> _Görevin amacı_: Aşağıdaki kayıtlarda "that" sözcüğünün geçtiği her satırı bulun ve bu satırları kopyalayın.

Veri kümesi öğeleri
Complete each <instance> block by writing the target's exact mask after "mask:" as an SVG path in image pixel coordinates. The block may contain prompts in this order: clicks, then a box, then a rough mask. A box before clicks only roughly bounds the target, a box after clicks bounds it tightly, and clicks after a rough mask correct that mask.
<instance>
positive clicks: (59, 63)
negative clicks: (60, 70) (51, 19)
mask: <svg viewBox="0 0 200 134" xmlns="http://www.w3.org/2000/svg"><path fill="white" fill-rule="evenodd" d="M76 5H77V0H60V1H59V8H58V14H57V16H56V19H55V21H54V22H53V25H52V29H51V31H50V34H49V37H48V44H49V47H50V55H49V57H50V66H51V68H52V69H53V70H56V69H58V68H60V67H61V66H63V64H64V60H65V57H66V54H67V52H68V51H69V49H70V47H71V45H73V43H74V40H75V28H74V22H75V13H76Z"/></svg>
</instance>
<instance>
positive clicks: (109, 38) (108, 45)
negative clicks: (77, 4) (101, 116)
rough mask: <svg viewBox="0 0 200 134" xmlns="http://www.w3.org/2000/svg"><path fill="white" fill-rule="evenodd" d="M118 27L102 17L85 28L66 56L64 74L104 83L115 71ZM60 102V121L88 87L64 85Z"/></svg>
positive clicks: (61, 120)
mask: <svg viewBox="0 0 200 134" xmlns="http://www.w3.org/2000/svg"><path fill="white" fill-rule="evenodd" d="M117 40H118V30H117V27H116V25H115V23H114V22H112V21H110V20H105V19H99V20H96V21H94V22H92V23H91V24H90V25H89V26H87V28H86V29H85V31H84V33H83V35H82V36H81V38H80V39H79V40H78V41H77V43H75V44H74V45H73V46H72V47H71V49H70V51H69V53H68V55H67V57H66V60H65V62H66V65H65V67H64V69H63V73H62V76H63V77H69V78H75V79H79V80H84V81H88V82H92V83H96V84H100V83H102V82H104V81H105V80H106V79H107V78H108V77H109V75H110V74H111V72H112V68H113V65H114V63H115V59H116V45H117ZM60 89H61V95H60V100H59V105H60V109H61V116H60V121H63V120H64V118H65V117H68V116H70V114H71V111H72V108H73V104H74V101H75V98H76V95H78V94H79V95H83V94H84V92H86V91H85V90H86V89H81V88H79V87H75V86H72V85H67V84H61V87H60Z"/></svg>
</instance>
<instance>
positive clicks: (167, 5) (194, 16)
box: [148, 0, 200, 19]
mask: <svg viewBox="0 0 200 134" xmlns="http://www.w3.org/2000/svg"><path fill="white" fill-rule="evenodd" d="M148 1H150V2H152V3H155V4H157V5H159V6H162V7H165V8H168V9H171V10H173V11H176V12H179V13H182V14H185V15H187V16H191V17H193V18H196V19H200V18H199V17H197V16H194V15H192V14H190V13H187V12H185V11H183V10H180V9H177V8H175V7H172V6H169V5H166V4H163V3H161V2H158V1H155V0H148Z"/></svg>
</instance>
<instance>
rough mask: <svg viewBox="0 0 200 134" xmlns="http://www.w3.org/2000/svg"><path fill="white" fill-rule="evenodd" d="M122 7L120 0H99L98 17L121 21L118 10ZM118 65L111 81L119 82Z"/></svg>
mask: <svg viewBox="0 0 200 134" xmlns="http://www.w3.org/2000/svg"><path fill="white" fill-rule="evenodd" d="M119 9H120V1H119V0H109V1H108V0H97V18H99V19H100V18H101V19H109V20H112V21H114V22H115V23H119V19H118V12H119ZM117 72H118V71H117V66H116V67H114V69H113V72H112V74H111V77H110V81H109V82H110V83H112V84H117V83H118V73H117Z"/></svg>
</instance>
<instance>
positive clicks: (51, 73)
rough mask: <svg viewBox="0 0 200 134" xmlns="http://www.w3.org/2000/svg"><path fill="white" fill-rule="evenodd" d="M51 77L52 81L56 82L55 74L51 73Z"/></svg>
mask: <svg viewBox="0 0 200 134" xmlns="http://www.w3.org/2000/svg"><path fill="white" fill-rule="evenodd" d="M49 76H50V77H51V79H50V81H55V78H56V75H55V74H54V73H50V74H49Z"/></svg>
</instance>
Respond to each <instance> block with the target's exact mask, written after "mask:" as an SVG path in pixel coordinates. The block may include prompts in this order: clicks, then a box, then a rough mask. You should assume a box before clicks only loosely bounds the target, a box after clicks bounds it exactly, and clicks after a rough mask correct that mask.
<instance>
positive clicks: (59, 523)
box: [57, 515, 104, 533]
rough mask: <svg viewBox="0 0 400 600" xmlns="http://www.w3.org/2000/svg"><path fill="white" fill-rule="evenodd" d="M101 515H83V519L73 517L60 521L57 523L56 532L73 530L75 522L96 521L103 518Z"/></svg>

> _Yazılı yanıt_:
Complete each <instance> block by writing the target's exact mask after "mask:" as an SVG path in image pixel coordinates. The block may contain prompts in this order: clicks, then a box, then a rough mask. A box before clicks only roughly bounds the target, a box after clicks bounds it tightly, and clicks after a rough mask correct that mask.
Respond to each <instance> block with the target's exact mask, written after "mask:" as an SVG path in pixel coordinates. The block may include prompts in this order: clicks, then a box, then a rough mask. You should assume a box before clicks only loosely bounds the target, a box after clicks bounds it exactly, and clicks after a rough mask correct that mask.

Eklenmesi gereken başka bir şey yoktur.